> [EXCERPT PROVIDED]
Custom Schema Template

Create custom schema templates:

# Define custom schema
schema = deeplake.schemas.SchemaTemplate({
    "id": deeplake.types.UInt64(),
    "image": deeplake.types.Image(),
    "embedding": deeplake.types.Embedding(512),
    "metadata": deeplake.types.Dict()
})

# Create dataset with custom schema
ds = deeplake.create("s3://bucket/dataset", schema=schema)

# Modify schema
schema.add("timestamp", deeplake.types.UInt64())
schema.remove("metadata")
schema.rename("embedding", "image_embedding")

Creating datasets from predefined data formats

from_coco

Deep Lake provides a pre-built function to translate COCO format datasets into Deep Lake format.

Key Features

  • Multiple Annotation Support: Handles instances, keypoints, and stuff annotations
  • Flexible Storage: Works with both cloud and local storage
  • Data Preservation:
    • Converts segmentation to binary masks
    • Preserves category hierarchies
    • Maintains COCO metadata
  • Development Features:
    • Progress tracking during ingestion
    • Configurable tensor and group mappings

Basic Usage

The basic flow for COCO ingestion is shown below:

import deeplake

ds = deeplake.from_coco(
    images_directory=images_directory,
    annotation_files={
        "instances": instances_annotation,
        "keypoints": keypoints_annotation,
        "stuff": stuff_annotation,
    },
    dest="al://<your_org_id>/<desired_dataset_name>"

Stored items
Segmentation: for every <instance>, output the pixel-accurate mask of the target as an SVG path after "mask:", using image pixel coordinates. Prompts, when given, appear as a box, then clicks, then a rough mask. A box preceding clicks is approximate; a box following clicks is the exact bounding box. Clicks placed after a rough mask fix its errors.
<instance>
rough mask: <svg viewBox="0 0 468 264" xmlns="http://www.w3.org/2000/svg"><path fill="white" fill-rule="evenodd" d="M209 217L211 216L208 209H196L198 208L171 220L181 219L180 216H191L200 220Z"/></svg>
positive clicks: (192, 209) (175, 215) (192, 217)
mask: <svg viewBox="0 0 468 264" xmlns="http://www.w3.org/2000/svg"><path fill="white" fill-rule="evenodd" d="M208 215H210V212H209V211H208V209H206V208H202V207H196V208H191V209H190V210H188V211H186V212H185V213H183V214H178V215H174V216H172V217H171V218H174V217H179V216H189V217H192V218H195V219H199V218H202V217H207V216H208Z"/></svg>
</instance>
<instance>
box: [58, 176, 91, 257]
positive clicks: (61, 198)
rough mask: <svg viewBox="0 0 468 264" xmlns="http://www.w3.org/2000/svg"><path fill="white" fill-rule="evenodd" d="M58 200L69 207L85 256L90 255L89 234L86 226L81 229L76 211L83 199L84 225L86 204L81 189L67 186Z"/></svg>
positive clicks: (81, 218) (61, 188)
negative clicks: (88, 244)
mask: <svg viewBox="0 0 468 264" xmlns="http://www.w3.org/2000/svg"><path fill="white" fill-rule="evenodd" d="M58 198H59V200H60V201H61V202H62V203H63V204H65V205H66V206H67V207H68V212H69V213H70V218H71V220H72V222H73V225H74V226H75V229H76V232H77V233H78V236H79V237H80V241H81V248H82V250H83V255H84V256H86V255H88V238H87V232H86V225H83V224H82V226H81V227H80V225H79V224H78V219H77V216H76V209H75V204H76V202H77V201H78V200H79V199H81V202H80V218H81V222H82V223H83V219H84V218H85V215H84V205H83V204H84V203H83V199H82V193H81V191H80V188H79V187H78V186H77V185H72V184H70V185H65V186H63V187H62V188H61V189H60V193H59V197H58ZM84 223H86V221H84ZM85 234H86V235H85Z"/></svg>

> [REQUIRED TASKS]
A) Translate this sentence from the Deep Lake documentation excerpt into Spanish: "Deep Lake provides a pre-built function to translate COCO format datasets into Deep Lake format."
B) Extend the Deep Lake documentation excerpt, picking up right after its final line.

> [RESULTS BY TASK]
A) Deep Lake proporciona una función predefinida para convertir conjuntos de datos en formato COCO al formato de Deep Lake.

B)
)

Advanced Configuration

You can customize group names and column mappings using file_to_group_mapping and key_to_column_mapping:

import deeplake

ds = deeplake.from_coco(
    images_directory=images_directory,
    annotation_files={
        "instances": instances_annotation,
        "keypoints": keypoints_annotation,
    },
    dest="al://<your_org_id>/<desired_dataset_name>",
    file_to_group_mapping={
        "instances": "new_instances",
        "keypoints": "new_keypoints1",
    }
)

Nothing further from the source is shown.